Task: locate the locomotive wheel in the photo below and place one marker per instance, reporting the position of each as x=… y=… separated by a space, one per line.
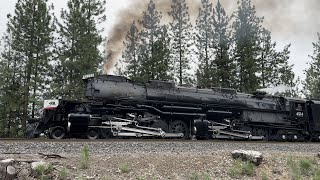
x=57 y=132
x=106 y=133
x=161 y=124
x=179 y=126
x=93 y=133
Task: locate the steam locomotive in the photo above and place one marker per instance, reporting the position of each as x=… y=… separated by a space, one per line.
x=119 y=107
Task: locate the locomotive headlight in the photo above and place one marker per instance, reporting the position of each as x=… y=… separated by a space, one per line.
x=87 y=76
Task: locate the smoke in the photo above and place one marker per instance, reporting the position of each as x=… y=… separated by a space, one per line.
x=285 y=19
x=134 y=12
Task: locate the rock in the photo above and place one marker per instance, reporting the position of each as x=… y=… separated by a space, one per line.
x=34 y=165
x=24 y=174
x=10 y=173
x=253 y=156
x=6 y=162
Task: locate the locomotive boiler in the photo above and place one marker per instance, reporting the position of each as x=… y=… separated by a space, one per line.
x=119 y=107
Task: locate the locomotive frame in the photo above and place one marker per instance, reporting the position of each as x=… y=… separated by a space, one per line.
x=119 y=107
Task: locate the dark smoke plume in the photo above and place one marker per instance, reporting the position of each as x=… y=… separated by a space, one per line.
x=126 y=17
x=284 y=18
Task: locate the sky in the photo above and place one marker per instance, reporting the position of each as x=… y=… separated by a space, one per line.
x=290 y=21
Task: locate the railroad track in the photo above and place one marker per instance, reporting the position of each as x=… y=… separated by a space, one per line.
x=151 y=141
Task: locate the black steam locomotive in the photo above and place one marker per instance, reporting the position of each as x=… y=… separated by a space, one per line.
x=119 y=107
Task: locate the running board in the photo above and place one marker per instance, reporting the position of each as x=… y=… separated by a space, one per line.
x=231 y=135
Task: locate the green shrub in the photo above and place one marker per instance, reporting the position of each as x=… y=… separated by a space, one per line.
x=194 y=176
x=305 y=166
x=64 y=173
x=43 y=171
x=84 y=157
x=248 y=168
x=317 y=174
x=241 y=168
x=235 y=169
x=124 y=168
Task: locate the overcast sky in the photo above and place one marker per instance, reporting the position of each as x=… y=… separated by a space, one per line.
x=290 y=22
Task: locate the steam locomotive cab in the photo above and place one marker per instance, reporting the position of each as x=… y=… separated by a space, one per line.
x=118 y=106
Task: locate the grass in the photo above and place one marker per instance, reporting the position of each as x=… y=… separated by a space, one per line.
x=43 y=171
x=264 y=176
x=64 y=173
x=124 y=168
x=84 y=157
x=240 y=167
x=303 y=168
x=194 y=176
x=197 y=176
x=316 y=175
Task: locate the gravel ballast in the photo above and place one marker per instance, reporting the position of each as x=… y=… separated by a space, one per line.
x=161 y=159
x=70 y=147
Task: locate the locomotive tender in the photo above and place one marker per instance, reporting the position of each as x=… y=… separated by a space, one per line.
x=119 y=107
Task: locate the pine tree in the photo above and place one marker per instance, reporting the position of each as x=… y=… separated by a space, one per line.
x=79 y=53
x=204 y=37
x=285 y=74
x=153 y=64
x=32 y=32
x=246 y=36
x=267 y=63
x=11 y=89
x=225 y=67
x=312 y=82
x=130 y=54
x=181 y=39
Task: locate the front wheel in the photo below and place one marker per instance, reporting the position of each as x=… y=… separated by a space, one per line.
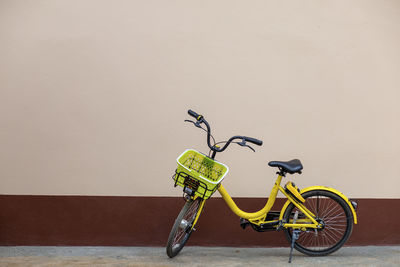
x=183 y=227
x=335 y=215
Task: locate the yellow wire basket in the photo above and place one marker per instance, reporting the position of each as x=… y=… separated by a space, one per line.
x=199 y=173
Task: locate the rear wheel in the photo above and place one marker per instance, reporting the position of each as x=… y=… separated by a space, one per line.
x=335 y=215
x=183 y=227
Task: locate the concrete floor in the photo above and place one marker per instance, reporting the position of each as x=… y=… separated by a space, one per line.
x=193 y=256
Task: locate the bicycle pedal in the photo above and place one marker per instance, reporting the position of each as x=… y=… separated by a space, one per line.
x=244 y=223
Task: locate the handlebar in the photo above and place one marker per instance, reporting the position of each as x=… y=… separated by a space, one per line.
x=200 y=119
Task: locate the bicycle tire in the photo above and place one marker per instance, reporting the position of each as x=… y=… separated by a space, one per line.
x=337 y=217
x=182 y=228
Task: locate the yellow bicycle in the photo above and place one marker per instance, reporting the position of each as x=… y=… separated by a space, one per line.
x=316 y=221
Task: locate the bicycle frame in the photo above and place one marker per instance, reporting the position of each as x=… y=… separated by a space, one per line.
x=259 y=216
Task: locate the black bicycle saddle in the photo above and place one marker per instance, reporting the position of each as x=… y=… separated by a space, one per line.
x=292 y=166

= Exercise goal =
Reproduce all of the entries above word for word, but leave out their pictures.

= Result =
Task: locate the locomotive wheel in the photo below and place one marker per instance, reporting the position of each as x=… y=… separated by a space, one per line.
x=57 y=132
x=106 y=133
x=161 y=124
x=179 y=126
x=93 y=133
Task: locate the steam locomotive in the photo above and place one marker per instance, reporting the position of each as x=… y=… separated by a space, one per line.
x=119 y=107
Task: locate the locomotive headlight in the photo above and place one marker per instance, reporting the position of each as x=… y=… separated by a space, one per line.
x=87 y=76
Task: locate the smoke in the photo above and place one marker per instance, reporting the position of each as x=… y=… separated by a space, one per line.
x=285 y=19
x=134 y=12
Task: locate the rock in the photo above and place one marker per instance, reporting the position of each as x=… y=… separated by a space, one per line.
x=34 y=165
x=24 y=174
x=10 y=173
x=253 y=156
x=6 y=162
Task: locate the locomotive boiler in the photo above and place one marker per instance, reporting the position of each as x=… y=… separated by a space, one per line.
x=119 y=107
Task: locate the locomotive frame in the photo above and place one marker per instance, reporting the position of each as x=… y=… separated by a space, one per line.
x=119 y=107
Task: locate the dark smoke plume in the photo above and place one marker per instance, reporting the position of each as x=… y=… separated by a space, one per line.
x=126 y=17
x=284 y=18
Task: locate the sky in the photo above and place one marker per instance, reporting the position of each as x=… y=… separated by a space, one per line.
x=290 y=21
Task: locate the railroad track in the photo above and place one marker per instance, reporting the position of each as x=… y=… separated by a space, one per line.
x=151 y=141
Task: locate the black steam locomotive in the photo above and place one marker per instance, reporting the position of each as x=… y=… separated by a space, one per line.
x=119 y=107
Task: locate the running board in the photo above and place one marker per instance, reporting the position of each as x=… y=… separated by a space, one per line.
x=231 y=135
Task: locate the green shrub in the photo above and place one marker per instance, reporting the position of each as x=… y=… separated by a space, one per line.
x=194 y=176
x=305 y=166
x=64 y=173
x=43 y=171
x=84 y=157
x=248 y=168
x=317 y=174
x=241 y=168
x=235 y=169
x=124 y=168
Task: locate the overcast sky in the photo above and place one marker per instance, reporting the position of each as x=… y=… separated by a space, one per line.
x=290 y=22
Task: locate the steam locomotive cab in the photo above and place one marker per instance, reporting the position of each as x=… y=… separated by a space, one per line.
x=118 y=106
Task: locate the grass in the photo above and place one marker per instance, reporting the position of each as x=… y=… separated by a space, one per line.
x=43 y=171
x=264 y=176
x=64 y=173
x=124 y=168
x=84 y=157
x=240 y=167
x=303 y=168
x=194 y=176
x=197 y=176
x=316 y=175
Task: locate the gravel ballast in the photo above and place one marker per instance, reporting the position of each as x=… y=… separated by a space, one per line.
x=161 y=159
x=70 y=147
Task: locate the locomotive tender in the photo above and place one marker per instance, reporting the position of each as x=… y=… separated by a space, one per line.
x=119 y=107
Task: locate the pine tree in the photo above and place one marker per instance, reporting the position of each as x=… y=… separated by a space, one per line.
x=79 y=53
x=204 y=37
x=285 y=74
x=153 y=64
x=32 y=32
x=246 y=36
x=267 y=63
x=11 y=89
x=225 y=67
x=312 y=82
x=130 y=54
x=181 y=39
Task: locate the front wheel in the photo below and place one marker per instance, reporting the position of each as x=… y=… separated by a space, one per line.
x=183 y=227
x=335 y=215
Task: locate the yellow wire basket in the photo above and place one marker per instance, reporting the position of each as x=… y=… separated by a space, one per line.
x=199 y=173
Task: locate the rear wheel in the photo above and place one marker per instance, reporting the position of each as x=… y=… separated by a space, one per line.
x=335 y=215
x=183 y=227
Task: locate the concrete floor in the photo above and place one marker per instance, reporting the position of each as x=… y=… separated by a space, one per line.
x=193 y=256
Task: locate the bicycle pedal in the photo above and place one marker per instance, reporting the position of each as x=… y=… separated by a space, one per line.
x=244 y=223
Task: locate the handlebar in the photo above and place one marker per instance, reporting the position of each as x=… y=… separated by a space, one per line.
x=200 y=119
Task: locate the bicycle tire in the photo above and place one marker per instance, reporting the position of each as x=… y=… separated by a space, one per line.
x=337 y=217
x=182 y=228
Task: locate the yellow bicycle in the photo above and place one marker per instance, reporting the position of each as x=… y=… separated by a space, one per line.
x=316 y=221
Task: locate the bicycle frame in the photo above and place one marker per instance, reporting the position of each as x=… y=… separated by a space, one per line.
x=259 y=216
Task: locate the black bicycle saddle in the photo above and place one marker per instance, reporting the position of each as x=… y=… separated by a space, one per line.
x=292 y=166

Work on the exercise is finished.